What the task requires:
Below are some entries; set them all down exactly.
═══ Data
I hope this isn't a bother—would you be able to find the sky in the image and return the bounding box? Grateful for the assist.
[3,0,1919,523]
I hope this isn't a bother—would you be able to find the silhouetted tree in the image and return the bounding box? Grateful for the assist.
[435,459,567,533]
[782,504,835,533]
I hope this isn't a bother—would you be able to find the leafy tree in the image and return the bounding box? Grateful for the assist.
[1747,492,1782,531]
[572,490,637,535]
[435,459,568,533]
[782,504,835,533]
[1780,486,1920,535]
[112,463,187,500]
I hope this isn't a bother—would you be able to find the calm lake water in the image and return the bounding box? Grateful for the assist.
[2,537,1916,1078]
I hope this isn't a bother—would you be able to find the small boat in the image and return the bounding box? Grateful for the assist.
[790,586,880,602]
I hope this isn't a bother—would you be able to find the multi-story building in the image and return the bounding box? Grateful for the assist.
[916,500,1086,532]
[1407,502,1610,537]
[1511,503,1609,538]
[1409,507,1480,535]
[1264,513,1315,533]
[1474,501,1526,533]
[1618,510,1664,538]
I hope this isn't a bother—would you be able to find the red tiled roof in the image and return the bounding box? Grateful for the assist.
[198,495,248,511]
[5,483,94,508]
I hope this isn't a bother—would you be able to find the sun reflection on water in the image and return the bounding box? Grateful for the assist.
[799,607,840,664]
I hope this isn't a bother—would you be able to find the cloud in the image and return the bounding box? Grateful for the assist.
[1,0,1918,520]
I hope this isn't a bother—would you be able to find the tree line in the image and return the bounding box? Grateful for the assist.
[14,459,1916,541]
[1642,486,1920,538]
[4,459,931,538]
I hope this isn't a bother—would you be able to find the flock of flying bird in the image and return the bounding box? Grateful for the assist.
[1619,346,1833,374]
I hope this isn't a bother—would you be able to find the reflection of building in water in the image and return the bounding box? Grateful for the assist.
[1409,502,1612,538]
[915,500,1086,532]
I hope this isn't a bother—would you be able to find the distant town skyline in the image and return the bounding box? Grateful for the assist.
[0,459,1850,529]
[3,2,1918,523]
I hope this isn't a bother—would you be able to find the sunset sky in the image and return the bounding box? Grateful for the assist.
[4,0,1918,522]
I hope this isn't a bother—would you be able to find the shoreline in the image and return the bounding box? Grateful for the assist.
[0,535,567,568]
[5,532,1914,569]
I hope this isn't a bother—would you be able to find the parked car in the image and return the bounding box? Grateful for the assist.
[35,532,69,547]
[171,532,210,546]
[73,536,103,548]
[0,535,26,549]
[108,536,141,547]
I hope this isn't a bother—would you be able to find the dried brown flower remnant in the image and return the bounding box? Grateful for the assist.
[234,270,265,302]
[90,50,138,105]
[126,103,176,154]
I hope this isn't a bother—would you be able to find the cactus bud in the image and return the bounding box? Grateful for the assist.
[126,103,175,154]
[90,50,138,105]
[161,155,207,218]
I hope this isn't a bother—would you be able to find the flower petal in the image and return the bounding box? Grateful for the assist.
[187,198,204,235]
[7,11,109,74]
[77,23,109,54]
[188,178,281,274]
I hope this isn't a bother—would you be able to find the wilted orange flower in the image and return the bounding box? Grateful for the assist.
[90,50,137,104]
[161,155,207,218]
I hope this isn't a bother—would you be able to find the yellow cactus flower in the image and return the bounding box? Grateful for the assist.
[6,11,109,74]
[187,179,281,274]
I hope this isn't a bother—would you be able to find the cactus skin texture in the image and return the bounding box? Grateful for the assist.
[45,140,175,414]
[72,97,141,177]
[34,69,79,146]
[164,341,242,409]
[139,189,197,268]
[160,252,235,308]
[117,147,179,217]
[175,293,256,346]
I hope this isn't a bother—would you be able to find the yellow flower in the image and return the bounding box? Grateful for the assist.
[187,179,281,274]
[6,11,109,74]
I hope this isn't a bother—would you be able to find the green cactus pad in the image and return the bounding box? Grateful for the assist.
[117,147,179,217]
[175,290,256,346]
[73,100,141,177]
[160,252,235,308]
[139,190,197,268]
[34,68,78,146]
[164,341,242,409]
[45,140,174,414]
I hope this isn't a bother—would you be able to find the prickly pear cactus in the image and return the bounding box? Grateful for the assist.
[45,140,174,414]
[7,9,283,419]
══════
Solution to the exercise:
I hope this isn't a bother—would you be able to find the sky in the image and return the bounding box? Grateful for the assist.
[3,0,1919,523]
I hope this isn't a bother—would you be able to find the silhouetted tree in the image and return the bounding box? Grateful for the assist.
[435,459,567,533]
[782,504,835,533]
I hope this isn't a bother—would you be able to find the leafy tree in the image and return the bounding box? Grateful for the assist.
[1747,492,1782,531]
[572,490,637,535]
[435,459,568,533]
[782,504,835,533]
[1780,486,1920,535]
[112,463,187,500]
I hope this isn't a bother—would you be able to find the calm lake water in the image and return the bounding box? Grateful for the assist.
[2,537,1916,1078]
I hope this isn't a bother—would you be able to find the small boat in the image and return the bounding box? Grateful for the assist.
[790,586,880,602]
I hope this isn't a bother—would you be able to find the multi-story building in the image and return the bounding box? Grateful for the assist.
[916,500,1086,532]
[1407,502,1610,537]
[1511,503,1609,538]
[1409,507,1480,535]
[1264,513,1315,533]
[1474,501,1526,533]
[1618,510,1664,538]
I hope this isn't a bother—would you be able to find the red tiled roof in the image and return the bounding box? Grateful for the assist.
[198,495,248,511]
[5,483,94,508]
I hope this isn't a bother—would you be able to find the sun reflection on water in the image and return the bounding box? Grateful for the assist.
[799,607,840,664]
I hope this isn't a bother—would you be able to find the cloud in the image and return the bounding box? Grateful for the assist.
[1,0,1918,520]
I hope this isn't a bother—would you be able to find the tree line in the image and return the bounding box? Grateful for the assist.
[14,459,1916,541]
[1642,486,1920,538]
[4,459,931,538]
I hope this isn't a bother—would you be able to find the flock of flying bird in the image and return the bounding box? Grateful for the assist.
[1619,346,1833,374]
I hope this isn't a bother—would you be able to find the reflection of building in water in the image and return the bounding box? Grateful for the assist.
[1409,502,1612,538]
[915,500,1086,532]
I hope this isn't a bother—would you be able to find the distant town skyline in the image and return the bounding box? Grateful for the assist.
[0,459,1850,529]
[3,2,1918,523]
I hope this isn't a bother—would you be able to find the sunset sky in the image and return the bounding box? Grateful for the assist.
[4,0,1918,522]
I hope this isn't a bother—would you be able to find the shoreline in the image and return the bounding box? Grateful for the assist.
[0,535,567,568]
[5,532,1914,569]
I hope this isn't a bother—would you be able to find the parked car in the image and return the bounding box? Grateful for the assist.
[35,532,69,547]
[171,532,210,546]
[73,536,103,548]
[0,535,26,549]
[108,536,141,547]
I hope this isn't a bother—would you be able to find the dried brown flower remnant in the image and return the bounding box? Grateful for the assist.
[234,270,265,302]
[90,50,138,105]
[126,103,176,154]
I hope this isn't a bother—would you be able to find the cactus bud in the image and return the bounding box? Grateful for the assist.
[126,103,175,154]
[90,50,138,105]
[161,155,207,218]
I hope this isn't a bother—would you be able to find the flower petal in the image and return the bounding box? Grateful for the assist.
[187,198,204,235]
[7,11,109,74]
[77,23,109,54]
[188,178,281,274]
I hope this isn't a bother—would you be able to find the wilted orange flower in the image and return the bounding box? Grateful for the assist.
[90,50,137,104]
[161,155,207,218]
I hope this isn't a bother—would you be able to find the yellow cactus flower in the image and return the bounding box? Grateful for the assist.
[6,11,109,74]
[187,179,281,274]
I hope this isn't a bother—would you be able to find the cactus skin texture in the image and return the bounding box? Grateful for the assist.
[45,140,175,414]
[72,97,141,177]
[34,69,79,146]
[164,341,242,409]
[139,189,197,268]
[160,252,235,308]
[117,147,179,217]
[175,293,256,346]
I hope this isn't a bother—would you be able to find the yellow flower in the image and return the bounding box? Grateful for the assist.
[187,179,281,274]
[6,11,109,74]
I hope this isn't a bother—would you be able to find the green cactus pad in the image and return the bounding box? Grateful for the assist.
[117,147,179,217]
[175,290,256,346]
[73,100,141,177]
[160,252,235,308]
[139,190,197,268]
[34,68,78,146]
[164,341,242,409]
[45,140,174,414]
I hope this isn't a bother—would you be able to find the prickly pear cactus in the image and return the bounding box? Grateful for the assist.
[45,140,174,414]
[7,9,283,419]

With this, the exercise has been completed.